TASK DESCRIPTION:
Copy out the item lines word for word, starting at the line containing "Locate every street" and continuing down to the line containing "[704,647,749,802]", with both of those lines included.

........

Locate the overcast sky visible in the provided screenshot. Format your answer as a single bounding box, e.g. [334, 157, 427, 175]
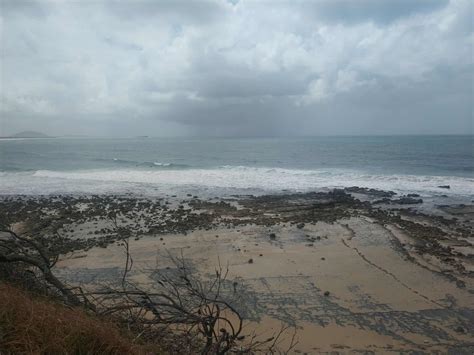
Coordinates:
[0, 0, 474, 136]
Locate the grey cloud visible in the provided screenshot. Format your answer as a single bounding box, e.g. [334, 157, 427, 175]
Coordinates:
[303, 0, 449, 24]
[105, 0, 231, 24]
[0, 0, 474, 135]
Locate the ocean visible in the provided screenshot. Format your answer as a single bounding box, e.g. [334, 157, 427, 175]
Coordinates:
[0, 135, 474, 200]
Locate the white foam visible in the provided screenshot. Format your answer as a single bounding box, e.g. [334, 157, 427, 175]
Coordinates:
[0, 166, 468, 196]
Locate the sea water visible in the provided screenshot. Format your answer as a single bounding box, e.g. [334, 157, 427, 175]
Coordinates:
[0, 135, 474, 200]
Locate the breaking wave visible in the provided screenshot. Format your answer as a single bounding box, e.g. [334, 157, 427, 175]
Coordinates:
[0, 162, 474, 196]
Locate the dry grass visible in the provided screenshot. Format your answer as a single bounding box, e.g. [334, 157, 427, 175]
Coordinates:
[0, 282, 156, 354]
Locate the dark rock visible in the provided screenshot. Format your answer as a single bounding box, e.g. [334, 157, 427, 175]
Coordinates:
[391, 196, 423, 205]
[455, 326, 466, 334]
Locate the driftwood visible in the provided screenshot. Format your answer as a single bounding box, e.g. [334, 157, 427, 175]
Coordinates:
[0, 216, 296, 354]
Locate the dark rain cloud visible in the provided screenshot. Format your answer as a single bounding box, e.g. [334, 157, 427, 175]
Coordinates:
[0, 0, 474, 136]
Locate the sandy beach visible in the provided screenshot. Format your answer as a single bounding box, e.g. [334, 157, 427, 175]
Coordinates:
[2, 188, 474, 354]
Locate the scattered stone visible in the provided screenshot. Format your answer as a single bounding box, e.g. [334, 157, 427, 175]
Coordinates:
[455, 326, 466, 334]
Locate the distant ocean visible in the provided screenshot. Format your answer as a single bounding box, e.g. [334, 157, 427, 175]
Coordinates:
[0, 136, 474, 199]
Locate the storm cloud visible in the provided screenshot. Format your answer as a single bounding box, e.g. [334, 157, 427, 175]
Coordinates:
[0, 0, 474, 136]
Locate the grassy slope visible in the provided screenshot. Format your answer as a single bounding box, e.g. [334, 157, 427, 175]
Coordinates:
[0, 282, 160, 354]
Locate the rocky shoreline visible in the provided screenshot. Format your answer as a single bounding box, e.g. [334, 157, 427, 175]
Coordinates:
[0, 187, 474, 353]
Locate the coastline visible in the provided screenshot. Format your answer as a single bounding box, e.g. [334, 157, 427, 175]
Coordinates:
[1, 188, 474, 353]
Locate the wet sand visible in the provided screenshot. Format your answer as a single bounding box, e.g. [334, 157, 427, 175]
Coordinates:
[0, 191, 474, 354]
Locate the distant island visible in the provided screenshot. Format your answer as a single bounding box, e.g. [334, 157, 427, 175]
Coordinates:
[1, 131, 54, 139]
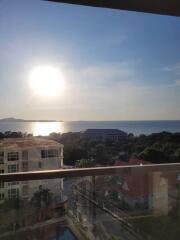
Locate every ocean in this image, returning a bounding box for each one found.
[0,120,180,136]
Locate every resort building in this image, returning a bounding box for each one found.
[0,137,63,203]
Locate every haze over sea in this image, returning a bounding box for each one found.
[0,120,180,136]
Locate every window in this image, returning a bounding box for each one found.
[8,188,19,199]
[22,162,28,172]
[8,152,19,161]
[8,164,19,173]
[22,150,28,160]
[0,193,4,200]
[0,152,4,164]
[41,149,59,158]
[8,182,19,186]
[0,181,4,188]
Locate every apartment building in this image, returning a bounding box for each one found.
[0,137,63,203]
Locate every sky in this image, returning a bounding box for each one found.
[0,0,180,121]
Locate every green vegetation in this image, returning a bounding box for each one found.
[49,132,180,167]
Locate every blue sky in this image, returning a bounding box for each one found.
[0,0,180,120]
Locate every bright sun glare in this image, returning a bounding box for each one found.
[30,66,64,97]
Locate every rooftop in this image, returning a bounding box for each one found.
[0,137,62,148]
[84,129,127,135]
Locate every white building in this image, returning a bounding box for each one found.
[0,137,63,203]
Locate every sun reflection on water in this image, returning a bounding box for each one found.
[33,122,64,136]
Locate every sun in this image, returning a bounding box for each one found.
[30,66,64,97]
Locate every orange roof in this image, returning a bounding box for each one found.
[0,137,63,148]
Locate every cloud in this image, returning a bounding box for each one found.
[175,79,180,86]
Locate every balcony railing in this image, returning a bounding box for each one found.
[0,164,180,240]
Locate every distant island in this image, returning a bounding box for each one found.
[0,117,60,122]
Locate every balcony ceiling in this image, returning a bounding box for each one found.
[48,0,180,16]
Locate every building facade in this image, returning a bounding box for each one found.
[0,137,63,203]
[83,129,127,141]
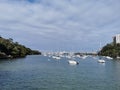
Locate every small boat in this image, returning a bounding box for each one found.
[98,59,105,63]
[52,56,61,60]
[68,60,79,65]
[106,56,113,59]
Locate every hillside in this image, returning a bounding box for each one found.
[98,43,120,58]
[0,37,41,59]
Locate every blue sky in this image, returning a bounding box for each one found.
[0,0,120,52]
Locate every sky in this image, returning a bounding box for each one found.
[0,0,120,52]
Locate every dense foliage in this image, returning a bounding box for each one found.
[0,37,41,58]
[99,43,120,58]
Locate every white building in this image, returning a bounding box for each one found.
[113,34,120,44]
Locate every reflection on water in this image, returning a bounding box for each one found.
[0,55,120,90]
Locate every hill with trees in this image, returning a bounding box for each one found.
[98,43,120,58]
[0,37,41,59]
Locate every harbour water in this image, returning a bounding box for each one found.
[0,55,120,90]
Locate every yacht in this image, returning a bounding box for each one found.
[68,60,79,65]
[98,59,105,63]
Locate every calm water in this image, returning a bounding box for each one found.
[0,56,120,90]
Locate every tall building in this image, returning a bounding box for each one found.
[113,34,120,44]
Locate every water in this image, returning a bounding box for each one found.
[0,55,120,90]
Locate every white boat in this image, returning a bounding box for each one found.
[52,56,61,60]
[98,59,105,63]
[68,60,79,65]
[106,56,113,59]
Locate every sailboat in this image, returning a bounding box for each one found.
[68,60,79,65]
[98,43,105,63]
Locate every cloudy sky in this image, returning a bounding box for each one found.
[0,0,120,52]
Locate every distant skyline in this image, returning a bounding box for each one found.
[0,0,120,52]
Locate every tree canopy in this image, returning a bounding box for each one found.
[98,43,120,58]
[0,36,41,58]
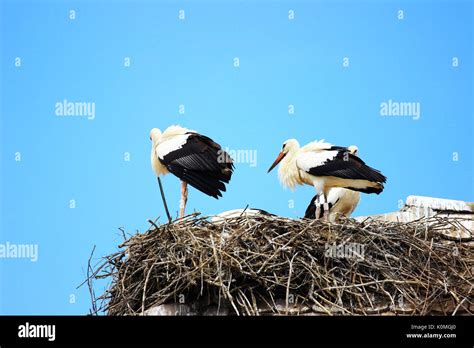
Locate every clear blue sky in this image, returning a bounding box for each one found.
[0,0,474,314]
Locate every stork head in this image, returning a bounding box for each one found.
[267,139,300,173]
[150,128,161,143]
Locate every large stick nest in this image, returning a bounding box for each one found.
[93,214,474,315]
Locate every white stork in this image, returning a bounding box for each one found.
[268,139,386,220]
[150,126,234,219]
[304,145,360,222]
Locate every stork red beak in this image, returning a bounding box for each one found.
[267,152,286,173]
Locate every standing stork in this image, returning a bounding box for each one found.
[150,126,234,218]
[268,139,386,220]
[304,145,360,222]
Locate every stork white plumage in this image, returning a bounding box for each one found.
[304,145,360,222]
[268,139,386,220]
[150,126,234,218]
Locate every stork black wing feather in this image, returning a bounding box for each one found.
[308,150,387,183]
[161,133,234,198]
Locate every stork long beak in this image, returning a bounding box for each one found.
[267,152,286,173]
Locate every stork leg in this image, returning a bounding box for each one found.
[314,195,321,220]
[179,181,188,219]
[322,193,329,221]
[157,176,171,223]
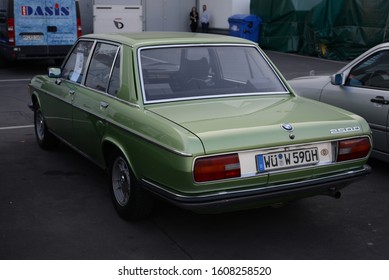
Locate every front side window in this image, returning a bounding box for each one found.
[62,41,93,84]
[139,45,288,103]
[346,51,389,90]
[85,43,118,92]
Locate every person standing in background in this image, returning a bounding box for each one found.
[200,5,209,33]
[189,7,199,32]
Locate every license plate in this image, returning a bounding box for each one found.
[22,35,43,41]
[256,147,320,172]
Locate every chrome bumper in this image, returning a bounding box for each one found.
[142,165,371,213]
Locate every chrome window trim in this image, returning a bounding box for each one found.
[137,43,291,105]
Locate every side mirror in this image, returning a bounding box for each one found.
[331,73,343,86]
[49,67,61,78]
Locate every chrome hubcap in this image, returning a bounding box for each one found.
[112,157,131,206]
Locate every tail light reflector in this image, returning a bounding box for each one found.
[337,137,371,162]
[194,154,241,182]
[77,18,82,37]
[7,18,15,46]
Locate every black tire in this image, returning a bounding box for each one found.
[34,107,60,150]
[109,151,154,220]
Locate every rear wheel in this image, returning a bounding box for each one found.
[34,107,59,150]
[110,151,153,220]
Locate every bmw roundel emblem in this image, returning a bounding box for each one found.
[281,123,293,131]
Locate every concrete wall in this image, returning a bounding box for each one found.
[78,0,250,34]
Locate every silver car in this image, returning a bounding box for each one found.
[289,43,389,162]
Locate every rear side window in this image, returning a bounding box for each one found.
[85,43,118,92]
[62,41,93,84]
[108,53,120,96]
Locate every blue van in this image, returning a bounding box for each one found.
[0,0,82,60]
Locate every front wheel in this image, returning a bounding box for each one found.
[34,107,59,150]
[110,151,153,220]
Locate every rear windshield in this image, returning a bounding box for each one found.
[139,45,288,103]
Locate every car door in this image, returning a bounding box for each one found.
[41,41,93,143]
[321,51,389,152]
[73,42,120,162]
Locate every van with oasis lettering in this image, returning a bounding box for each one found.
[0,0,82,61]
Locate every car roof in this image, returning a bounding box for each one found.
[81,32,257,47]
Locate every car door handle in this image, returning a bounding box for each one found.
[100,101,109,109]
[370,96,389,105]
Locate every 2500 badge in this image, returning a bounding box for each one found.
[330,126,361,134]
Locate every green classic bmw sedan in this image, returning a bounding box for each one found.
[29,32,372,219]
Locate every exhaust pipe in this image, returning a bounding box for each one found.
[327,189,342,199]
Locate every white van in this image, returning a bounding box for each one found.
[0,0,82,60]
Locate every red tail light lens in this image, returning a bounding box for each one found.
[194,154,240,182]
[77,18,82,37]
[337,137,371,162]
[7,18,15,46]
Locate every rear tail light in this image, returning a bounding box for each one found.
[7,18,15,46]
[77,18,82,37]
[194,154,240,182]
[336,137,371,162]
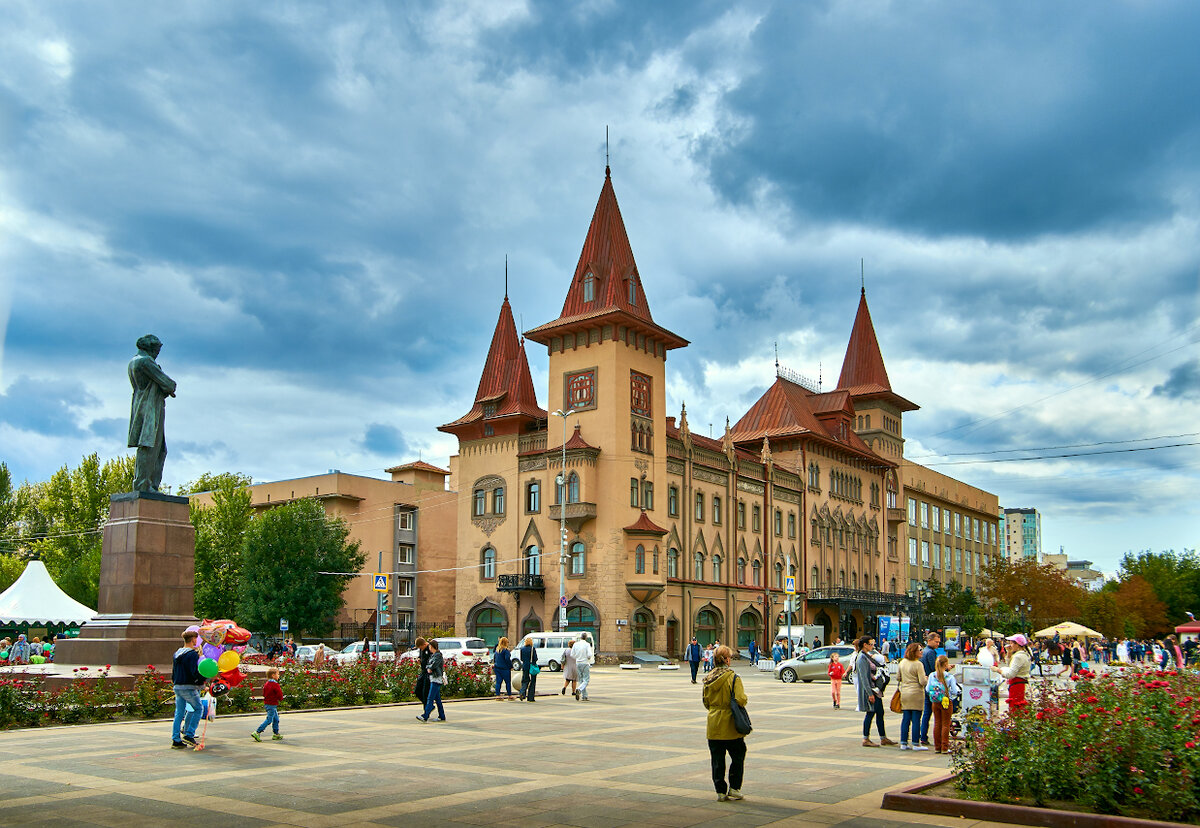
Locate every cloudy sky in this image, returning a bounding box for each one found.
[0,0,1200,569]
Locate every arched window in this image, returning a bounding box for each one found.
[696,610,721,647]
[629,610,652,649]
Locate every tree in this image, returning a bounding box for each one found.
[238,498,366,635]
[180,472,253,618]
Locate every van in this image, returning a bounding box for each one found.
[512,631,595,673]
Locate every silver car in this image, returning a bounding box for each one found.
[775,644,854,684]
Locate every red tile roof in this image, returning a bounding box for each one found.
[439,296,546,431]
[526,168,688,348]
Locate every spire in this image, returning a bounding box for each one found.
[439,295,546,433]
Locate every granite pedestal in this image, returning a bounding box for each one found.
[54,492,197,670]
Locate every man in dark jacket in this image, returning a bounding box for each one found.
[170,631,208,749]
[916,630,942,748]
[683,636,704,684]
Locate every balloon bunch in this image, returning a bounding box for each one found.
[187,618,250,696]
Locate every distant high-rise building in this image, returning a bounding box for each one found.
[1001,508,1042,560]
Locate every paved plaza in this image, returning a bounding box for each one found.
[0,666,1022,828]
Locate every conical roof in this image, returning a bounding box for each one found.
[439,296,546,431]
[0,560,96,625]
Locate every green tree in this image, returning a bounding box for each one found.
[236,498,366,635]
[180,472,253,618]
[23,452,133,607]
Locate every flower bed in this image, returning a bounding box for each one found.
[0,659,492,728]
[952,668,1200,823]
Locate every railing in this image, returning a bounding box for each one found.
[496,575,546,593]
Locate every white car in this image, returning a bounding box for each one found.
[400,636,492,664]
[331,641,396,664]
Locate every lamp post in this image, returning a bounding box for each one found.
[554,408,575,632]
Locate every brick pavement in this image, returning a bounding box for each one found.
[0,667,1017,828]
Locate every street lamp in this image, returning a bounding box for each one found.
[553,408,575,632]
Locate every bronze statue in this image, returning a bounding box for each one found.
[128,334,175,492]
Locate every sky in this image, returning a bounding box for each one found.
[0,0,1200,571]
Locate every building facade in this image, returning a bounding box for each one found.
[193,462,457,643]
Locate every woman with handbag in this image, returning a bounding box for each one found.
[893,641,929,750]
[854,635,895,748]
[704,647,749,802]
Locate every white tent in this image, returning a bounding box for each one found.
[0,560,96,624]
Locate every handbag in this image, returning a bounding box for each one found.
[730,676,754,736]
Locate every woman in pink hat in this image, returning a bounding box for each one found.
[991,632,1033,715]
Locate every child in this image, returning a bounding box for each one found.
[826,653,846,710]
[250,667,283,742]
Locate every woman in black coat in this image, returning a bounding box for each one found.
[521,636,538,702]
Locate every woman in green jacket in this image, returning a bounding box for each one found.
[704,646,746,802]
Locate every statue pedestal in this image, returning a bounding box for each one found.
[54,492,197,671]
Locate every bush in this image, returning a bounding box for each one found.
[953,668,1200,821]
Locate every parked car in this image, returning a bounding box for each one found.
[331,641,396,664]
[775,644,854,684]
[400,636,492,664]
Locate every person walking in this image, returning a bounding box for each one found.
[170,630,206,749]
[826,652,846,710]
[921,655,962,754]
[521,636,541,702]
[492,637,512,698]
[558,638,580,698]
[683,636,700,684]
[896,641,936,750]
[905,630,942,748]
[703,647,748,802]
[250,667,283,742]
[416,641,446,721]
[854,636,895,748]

........

SOLUTION FOR THIS TASK:
Locate every street lamp in this image, returning a bounding box for each one found.
[553,408,575,632]
Locate every bronze statue in this image, returning a bounding box for each one found.
[128,334,175,492]
Locate every sky in this image, returning a bounding box for each one found.
[0,0,1200,571]
Locate every building facade in this image, returning a bounding box for each one found.
[193,462,457,643]
Locate every woman with handbag in this image, returning a bounding box for each one found.
[893,641,929,750]
[854,635,895,748]
[704,647,749,802]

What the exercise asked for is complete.